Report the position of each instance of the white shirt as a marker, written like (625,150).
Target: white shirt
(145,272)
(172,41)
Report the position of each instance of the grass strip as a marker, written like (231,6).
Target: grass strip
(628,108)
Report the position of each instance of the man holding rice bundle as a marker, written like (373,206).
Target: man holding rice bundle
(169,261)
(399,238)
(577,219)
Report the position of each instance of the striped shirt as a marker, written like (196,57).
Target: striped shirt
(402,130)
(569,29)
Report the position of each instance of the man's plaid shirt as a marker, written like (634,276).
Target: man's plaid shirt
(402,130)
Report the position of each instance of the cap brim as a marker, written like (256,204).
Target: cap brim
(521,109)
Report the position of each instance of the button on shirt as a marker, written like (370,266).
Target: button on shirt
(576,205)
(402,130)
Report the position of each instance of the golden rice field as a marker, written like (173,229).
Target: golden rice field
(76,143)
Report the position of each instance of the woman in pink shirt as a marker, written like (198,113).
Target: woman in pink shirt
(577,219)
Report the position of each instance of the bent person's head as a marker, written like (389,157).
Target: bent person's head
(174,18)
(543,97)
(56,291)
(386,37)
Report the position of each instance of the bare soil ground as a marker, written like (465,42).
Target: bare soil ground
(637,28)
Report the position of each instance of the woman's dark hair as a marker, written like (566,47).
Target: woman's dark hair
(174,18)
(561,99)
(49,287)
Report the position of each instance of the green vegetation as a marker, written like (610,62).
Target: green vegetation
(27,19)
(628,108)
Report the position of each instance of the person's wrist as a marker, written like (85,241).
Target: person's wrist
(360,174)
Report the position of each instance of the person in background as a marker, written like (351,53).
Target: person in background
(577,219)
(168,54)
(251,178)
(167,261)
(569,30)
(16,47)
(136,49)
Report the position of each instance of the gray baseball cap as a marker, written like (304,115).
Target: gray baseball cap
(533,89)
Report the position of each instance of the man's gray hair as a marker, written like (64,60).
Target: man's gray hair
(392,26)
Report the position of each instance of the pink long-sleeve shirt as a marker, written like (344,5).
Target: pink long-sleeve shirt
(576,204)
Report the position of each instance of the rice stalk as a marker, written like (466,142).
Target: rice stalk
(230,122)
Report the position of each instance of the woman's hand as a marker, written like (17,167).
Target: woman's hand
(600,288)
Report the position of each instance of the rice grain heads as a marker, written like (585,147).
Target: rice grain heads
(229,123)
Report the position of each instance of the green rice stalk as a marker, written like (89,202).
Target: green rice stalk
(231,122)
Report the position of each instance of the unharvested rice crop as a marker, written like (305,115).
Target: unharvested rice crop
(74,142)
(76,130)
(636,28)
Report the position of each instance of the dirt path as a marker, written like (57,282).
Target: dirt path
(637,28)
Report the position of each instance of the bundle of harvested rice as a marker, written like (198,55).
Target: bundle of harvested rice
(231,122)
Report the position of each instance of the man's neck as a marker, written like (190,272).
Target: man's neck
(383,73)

__Given request__.
Reproduce the listing above word for word, keeping every line in its original order.

__Answer for the task__.
Report the position of each instance of the white shirt as a marker, written like (625,150).
Target: white shirt
(145,272)
(172,41)
Report the position of each instance of the grass strip as a marker, written like (231,6).
Target: grass strip
(628,108)
Report the position of each instance of the man holding rice bundle as a marker, written like (373,206).
Target: man holding rice bundle
(169,261)
(399,238)
(577,219)
Report the position of each instance of the striped shirt as a marker, written like (196,57).
Target: striped shirt
(402,130)
(569,29)
Report the position of each instance of the man's plaid shirt as a marker, written like (634,276).
Target: man's plaid shirt
(402,130)
Report the position of each instance of the cap brim as a marker, written like (256,204).
Target: cap brim
(521,109)
Report the position of each instance of the button on shirt as a marker, written like (370,266).
Target: button on shirt
(576,205)
(402,130)
Report the position of each instance of the golden rice field as a marker, written like (173,229).
Target: golden rice field
(76,143)
Report the position of each instance of the woman in pink shirt as a marker, written like (198,113).
Target: woman in pink shirt
(577,219)
Report the position of each instance of the bent person's head as a marker, written like (389,157).
Target: bent person's head
(174,18)
(543,97)
(56,291)
(386,37)
Report the position of each instance of the bare soil ground as a marker, written like (465,42).
Target: bare soil ground
(637,28)
Report the position of each instance of the woman's dark hair as a marker, written like (566,47).
Target: woman's dark hair
(174,18)
(561,99)
(49,287)
Report the position of each instance of the green vegetation as a marker, written like (610,62).
Target: green vegetation
(27,19)
(628,108)
Report the position of each instance of the person's wrist as a marker, written like (85,241).
Target: person's wrist
(360,174)
Report the position of each instance of the person in background as a marker, written like (351,53).
Target: person in background
(577,219)
(168,54)
(251,178)
(167,261)
(569,30)
(16,47)
(136,49)
Report the position of each instance of the gray baseball cap as a marker, written like (304,115).
Target: gray baseball cap
(533,89)
Report the position of each instance of the man's gray hair as a marker, written like (64,60).
Target: man's gray hair
(392,26)
Report the position of each instance of the pink long-sleeve shirt as a marker, written like (344,5).
Target: pink long-sleeve shirt
(576,204)
Report the position of each instance of the rice stalk as a marker, written like (466,142).
Target: rice stalk
(230,122)
Report the position of each instance of the woman's hand as a marker, written like (17,167).
Target: woman's hand
(600,288)
Report the position of each instance of the rice grain heads as a marker, written like (585,147).
Target: rice grain heads
(229,123)
Report the position of each instance of the green rice stalk as a marker, written like (89,202).
Target: green rice stalk
(231,122)
Report the position of each instance of the unharvested rice crop as a marker, written like (305,115).
Target: unharvested rice crop
(74,142)
(76,130)
(636,28)
Report the position of each instance of the dirt path as a marker, written like (57,282).
Target: dirt path
(637,28)
Report the position of each instance of the bundle of harvested rice as a marker, written like (198,55).
Target: bundle of harvested rice
(231,122)
Report the position of each instance of the man's neck as a marker, written like (190,272).
Target: man's neck
(383,73)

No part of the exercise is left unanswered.